TASK DESCRIPTION ▸ Extract the whole listing as it stands. Do not include the pictures.

DATA SUPPLIED ▸
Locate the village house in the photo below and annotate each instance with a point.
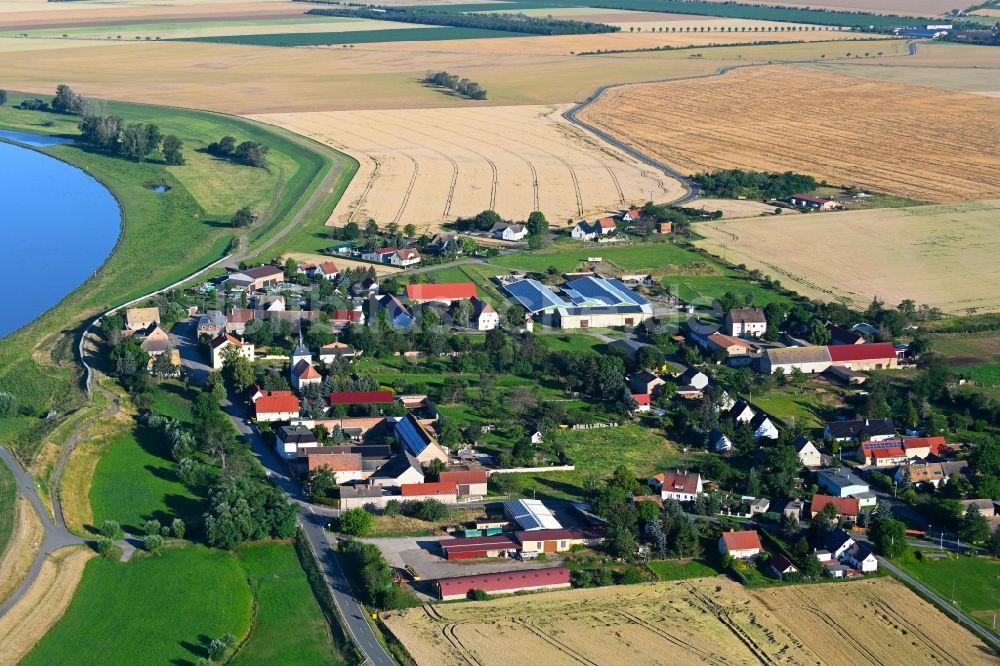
(681, 486)
(645, 381)
(255, 279)
(509, 232)
(302, 372)
(815, 203)
(138, 319)
(276, 406)
(809, 455)
(840, 482)
(445, 293)
(746, 322)
(718, 441)
(506, 582)
(290, 439)
(848, 508)
(931, 473)
(471, 484)
(210, 324)
(741, 545)
(484, 315)
(224, 341)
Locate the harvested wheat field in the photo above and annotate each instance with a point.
(430, 166)
(912, 141)
(43, 605)
(881, 621)
(706, 621)
(942, 256)
(20, 553)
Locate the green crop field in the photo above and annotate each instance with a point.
(8, 496)
(153, 609)
(975, 580)
(358, 36)
(680, 569)
(289, 627)
(166, 235)
(136, 480)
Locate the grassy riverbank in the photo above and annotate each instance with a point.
(165, 235)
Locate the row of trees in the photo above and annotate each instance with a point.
(764, 185)
(249, 153)
(484, 21)
(463, 87)
(132, 141)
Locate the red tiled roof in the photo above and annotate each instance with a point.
(273, 402)
(747, 540)
(464, 476)
(449, 290)
(846, 506)
(869, 351)
(418, 489)
(360, 397)
(504, 581)
(348, 315)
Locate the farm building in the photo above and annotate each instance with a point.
(498, 545)
(531, 515)
(742, 545)
(470, 483)
(809, 360)
(446, 293)
(867, 356)
(506, 582)
(746, 322)
(816, 203)
(681, 486)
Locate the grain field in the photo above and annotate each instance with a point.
(429, 166)
(912, 141)
(706, 621)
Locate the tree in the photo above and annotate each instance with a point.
(153, 543)
(172, 150)
(974, 527)
(888, 535)
(356, 522)
(244, 217)
(68, 101)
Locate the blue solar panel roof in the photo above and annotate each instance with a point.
(533, 295)
(410, 436)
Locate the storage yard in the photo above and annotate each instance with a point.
(910, 141)
(429, 166)
(709, 620)
(922, 253)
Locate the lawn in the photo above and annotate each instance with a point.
(8, 496)
(154, 609)
(165, 235)
(975, 580)
(289, 627)
(358, 36)
(136, 480)
(682, 569)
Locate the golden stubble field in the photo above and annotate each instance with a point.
(943, 255)
(706, 621)
(912, 141)
(428, 166)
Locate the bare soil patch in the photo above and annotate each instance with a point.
(911, 141)
(43, 604)
(942, 255)
(431, 166)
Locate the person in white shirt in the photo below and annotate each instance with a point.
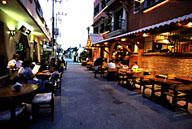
(135, 66)
(111, 64)
(15, 62)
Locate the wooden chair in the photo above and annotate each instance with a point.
(179, 92)
(148, 84)
(111, 73)
(44, 100)
(122, 77)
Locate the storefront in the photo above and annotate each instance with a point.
(22, 31)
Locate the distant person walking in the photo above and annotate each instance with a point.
(98, 63)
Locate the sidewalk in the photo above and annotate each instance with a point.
(86, 102)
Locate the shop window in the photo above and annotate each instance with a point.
(137, 5)
(118, 23)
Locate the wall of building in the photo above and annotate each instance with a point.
(168, 11)
(9, 41)
(32, 10)
(181, 66)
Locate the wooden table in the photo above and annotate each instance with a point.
(10, 97)
(184, 79)
(43, 75)
(132, 75)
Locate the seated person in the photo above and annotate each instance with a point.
(111, 64)
(135, 66)
(119, 64)
(15, 62)
(28, 77)
(125, 67)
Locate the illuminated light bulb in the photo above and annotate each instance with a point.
(4, 2)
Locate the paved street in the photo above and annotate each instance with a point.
(86, 102)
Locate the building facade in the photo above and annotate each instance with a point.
(23, 30)
(157, 32)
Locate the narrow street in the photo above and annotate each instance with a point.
(86, 102)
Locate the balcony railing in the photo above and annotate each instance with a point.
(117, 27)
(118, 24)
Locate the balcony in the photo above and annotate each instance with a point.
(117, 27)
(111, 5)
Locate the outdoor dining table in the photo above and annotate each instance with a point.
(43, 75)
(132, 75)
(184, 79)
(165, 85)
(10, 97)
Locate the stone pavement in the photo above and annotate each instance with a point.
(86, 102)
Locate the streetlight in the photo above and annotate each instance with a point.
(58, 14)
(53, 20)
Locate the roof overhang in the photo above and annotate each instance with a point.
(19, 13)
(149, 28)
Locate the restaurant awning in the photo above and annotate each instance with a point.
(93, 39)
(155, 26)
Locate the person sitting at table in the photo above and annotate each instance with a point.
(43, 65)
(111, 64)
(135, 66)
(51, 64)
(119, 64)
(125, 66)
(15, 62)
(27, 76)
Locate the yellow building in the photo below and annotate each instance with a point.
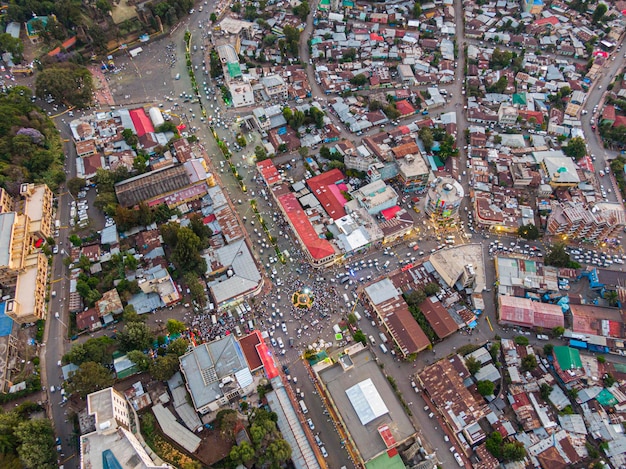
(22, 264)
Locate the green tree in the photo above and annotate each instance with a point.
(242, 453)
(359, 80)
(472, 364)
(278, 452)
(67, 83)
(599, 13)
(178, 347)
(485, 388)
(36, 448)
(494, 444)
(514, 451)
(139, 359)
(576, 148)
(175, 327)
(545, 390)
(135, 336)
(359, 336)
(521, 340)
(529, 363)
(196, 288)
(163, 368)
(89, 377)
(557, 255)
(75, 185)
(426, 136)
(547, 349)
(529, 231)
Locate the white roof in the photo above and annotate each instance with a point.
(366, 401)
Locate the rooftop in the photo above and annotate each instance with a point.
(365, 434)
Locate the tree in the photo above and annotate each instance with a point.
(278, 452)
(598, 13)
(494, 444)
(242, 453)
(485, 388)
(547, 349)
(178, 347)
(359, 336)
(557, 255)
(163, 368)
(67, 83)
(135, 336)
(36, 449)
(514, 451)
(139, 359)
(89, 377)
(529, 363)
(545, 390)
(558, 331)
(359, 80)
(576, 148)
(426, 136)
(529, 231)
(521, 340)
(196, 288)
(175, 327)
(75, 185)
(472, 364)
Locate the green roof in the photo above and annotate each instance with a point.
(234, 69)
(567, 358)
(607, 399)
(385, 462)
(519, 98)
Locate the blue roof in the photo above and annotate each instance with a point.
(6, 323)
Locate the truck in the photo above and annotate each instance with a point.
(303, 407)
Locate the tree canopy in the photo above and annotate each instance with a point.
(67, 83)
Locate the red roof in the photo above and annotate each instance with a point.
(319, 248)
(141, 121)
(390, 212)
(268, 171)
(330, 198)
(249, 346)
(553, 20)
(405, 108)
(268, 361)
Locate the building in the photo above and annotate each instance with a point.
(406, 75)
(216, 373)
(443, 200)
(364, 403)
(241, 93)
(439, 319)
(393, 313)
(587, 223)
(318, 251)
(275, 87)
(444, 382)
(143, 187)
(524, 312)
(507, 115)
(559, 169)
(113, 443)
(375, 197)
(413, 172)
(22, 264)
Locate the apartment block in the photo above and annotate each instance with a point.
(592, 223)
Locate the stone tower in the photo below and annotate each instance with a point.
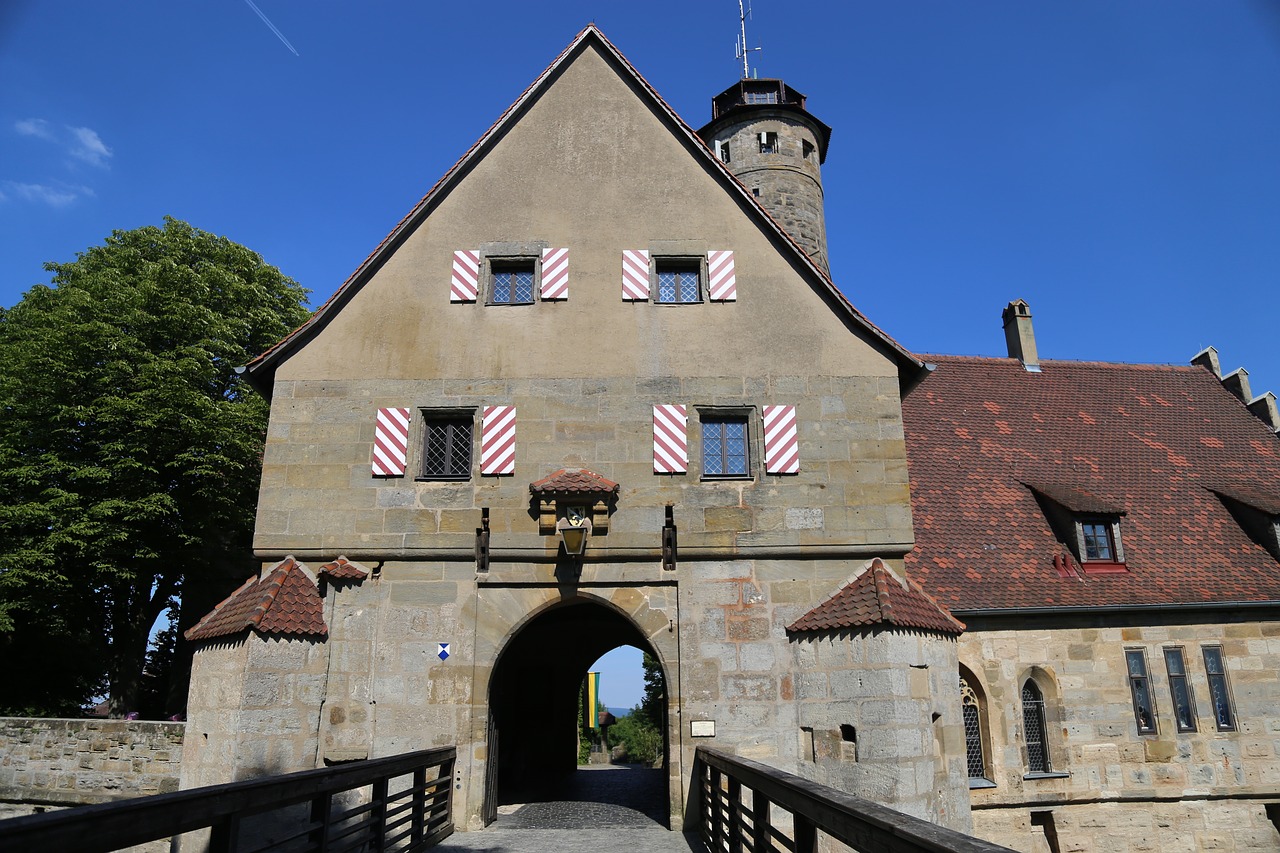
(763, 132)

EXERCISE OUTPUT ▸
Locate the village house in the photo below and annotate each instance with a point.
(681, 486)
(645, 381)
(255, 279)
(509, 232)
(302, 372)
(815, 203)
(138, 319)
(276, 406)
(809, 455)
(840, 482)
(445, 293)
(746, 322)
(718, 441)
(506, 582)
(290, 439)
(848, 508)
(931, 473)
(471, 484)
(210, 324)
(741, 545)
(484, 315)
(224, 341)
Locate the harvested wheat field in the photo above and annotate each instance with a point.
(430, 166)
(912, 141)
(43, 605)
(881, 621)
(706, 621)
(942, 256)
(20, 553)
Locate the green crop field in the photo above and annotate each instance with a point.
(8, 496)
(153, 609)
(975, 580)
(358, 36)
(680, 569)
(289, 627)
(166, 235)
(136, 480)
Locate the grassy riverbank in the photo above and annotate each instance with a point.
(165, 235)
Locate the row of trees in the photo above and annotate each instance with a point.
(764, 185)
(249, 153)
(484, 21)
(463, 87)
(132, 141)
Locate the red tiled roof in the photo above and annotate each instance with a point.
(273, 402)
(747, 540)
(464, 476)
(449, 290)
(846, 506)
(869, 351)
(418, 489)
(360, 397)
(504, 581)
(348, 315)
Locate the farm building in the photo above and annotate each instance with a point.
(498, 545)
(531, 515)
(742, 545)
(470, 483)
(809, 360)
(446, 293)
(867, 356)
(506, 582)
(746, 322)
(816, 203)
(681, 486)
Locate the grain field in the photo above and annotate each instance with a point.
(429, 166)
(912, 141)
(706, 621)
Locate the tree in the photo above and annotate each instance with a point.
(153, 543)
(172, 150)
(974, 527)
(888, 535)
(356, 522)
(244, 217)
(68, 101)
Locate the blue solar panel roof in the photo above and annotate each instance with a point.
(533, 295)
(410, 436)
Locate the storage yard in the photo above and annotate each instance with a point.
(910, 141)
(429, 166)
(709, 620)
(922, 253)
Locate the lawn in the photo above and annotate each instance with a point.
(8, 496)
(154, 609)
(165, 235)
(975, 580)
(289, 627)
(358, 36)
(136, 480)
(682, 569)
Locate the golden stubble field in the photo above and annotate each instance with a point.
(943, 255)
(706, 621)
(912, 141)
(428, 166)
Locate the bare soil patch in the photo above and annotate each instance with a point.
(911, 141)
(43, 604)
(942, 255)
(431, 166)
Locate the person in white shirt in the photo below and annotate each instance with a point.
(135, 66)
(111, 64)
(15, 62)
Locate the wooden chair in the photo above and annotate each instance with a point.
(179, 92)
(148, 84)
(111, 73)
(44, 100)
(122, 77)
Locate the storefront in the photo above and annotate each instance with a point.
(22, 31)
Locate the distant person walking in the photo above and annotate each instance with a point.
(98, 63)
Locate the sidewalk in the photo above and annotate each instance with a point.
(86, 102)
Locate the shop window in the photo above and annotate each instance with a point.
(137, 5)
(118, 23)
Locate the wall of building in the photo above and annotate each instance with a point.
(168, 11)
(9, 41)
(32, 10)
(181, 66)
Locate the wooden table in the photo above and annotate each instance with a point.
(10, 97)
(184, 79)
(43, 75)
(132, 75)
Locate the seated person in the photo above and annotate each instance with a point.
(111, 64)
(135, 66)
(119, 64)
(15, 62)
(28, 77)
(125, 67)
Locate the illuminated light bulb in the photo above and annotate each instance with a point.
(4, 2)
Locate the paved street in the photo above and annotate each instance with a point.
(86, 102)
Locate the building facade in the photo above and annotate each instance with a point.
(23, 30)
(157, 32)
Locate the narrow street in the photo above and annotate each instance with a point.
(86, 102)
Locate the balcony railing in the photo above and annotate each instance with a point.
(117, 27)
(118, 24)
Locate the balcony in the photo above and annotate each instance with a point.
(117, 27)
(111, 5)
Locate the outdoor dining table in the photo above and annotate each instance with a point.
(43, 75)
(132, 75)
(184, 79)
(165, 85)
(10, 97)
Locate the stone pavement in the photo above and annotate each instance with a point.
(86, 102)
Locate the streetlight in the photo above and annotate each instance with a point.
(58, 14)
(53, 20)
Locate the roof overhang in the photo above and annotate each instance with a point.
(19, 13)
(149, 28)
Locate the restaurant awning in the photo above and annotate each instance with a point.
(93, 39)
(155, 26)
Locate the person sitting at table in the photo above and annotate each instance with a point.
(43, 65)
(111, 64)
(135, 66)
(51, 64)
(119, 64)
(125, 66)
(15, 62)
(27, 76)
Locate the yellow building in the photo below and annotate each instance with a point.
(22, 264)
Locate the green tree in the photo above and annotate each instance with a point.
(242, 453)
(359, 80)
(472, 364)
(278, 452)
(67, 83)
(599, 13)
(178, 347)
(485, 388)
(36, 448)
(494, 444)
(514, 451)
(139, 359)
(576, 148)
(175, 327)
(545, 390)
(135, 336)
(359, 336)
(521, 340)
(529, 363)
(196, 288)
(163, 368)
(89, 377)
(557, 255)
(75, 185)
(426, 136)
(547, 349)
(529, 231)
Locate the white roof in the photo above and annotate each instance with a point.
(366, 401)
Locate the rooftop in the photo above and annotate each instance with a point.
(365, 434)
Locate the tree in the photo above and annotate each instance with a point.
(278, 452)
(598, 13)
(494, 444)
(242, 453)
(485, 388)
(547, 349)
(178, 347)
(359, 336)
(557, 255)
(163, 368)
(67, 83)
(135, 336)
(36, 449)
(514, 451)
(139, 359)
(89, 377)
(529, 363)
(545, 390)
(558, 331)
(359, 80)
(576, 148)
(426, 136)
(529, 231)
(521, 340)
(196, 288)
(175, 327)
(75, 185)
(472, 364)
Locate the green roof in the photo above and annotate each instance with a point.
(234, 69)
(567, 358)
(607, 399)
(385, 462)
(519, 98)
Locate the blue roof in the photo above and annotate each instance with a point.
(6, 323)
Locate the truck in the photo above and annotate each instance with a point.
(303, 407)
Locate the tree canopy in the photo above and annotate each instance with a point.
(67, 83)
Locate the red roof in the photo above and annotate each instance with a point.
(319, 248)
(141, 121)
(390, 212)
(268, 171)
(330, 198)
(249, 346)
(553, 20)
(405, 108)
(268, 361)
Locate the building in the photo above and annotate each instance with a point.
(406, 75)
(216, 373)
(443, 200)
(364, 403)
(241, 93)
(439, 319)
(393, 313)
(587, 223)
(318, 251)
(275, 87)
(444, 382)
(143, 187)
(524, 312)
(507, 115)
(559, 169)
(113, 443)
(375, 197)
(413, 172)
(22, 264)
Locate the apartment block in the photo above and annotate each instance with a point.
(592, 223)
Locate the stone tower in the photo below and annotate each instance with a point.
(763, 132)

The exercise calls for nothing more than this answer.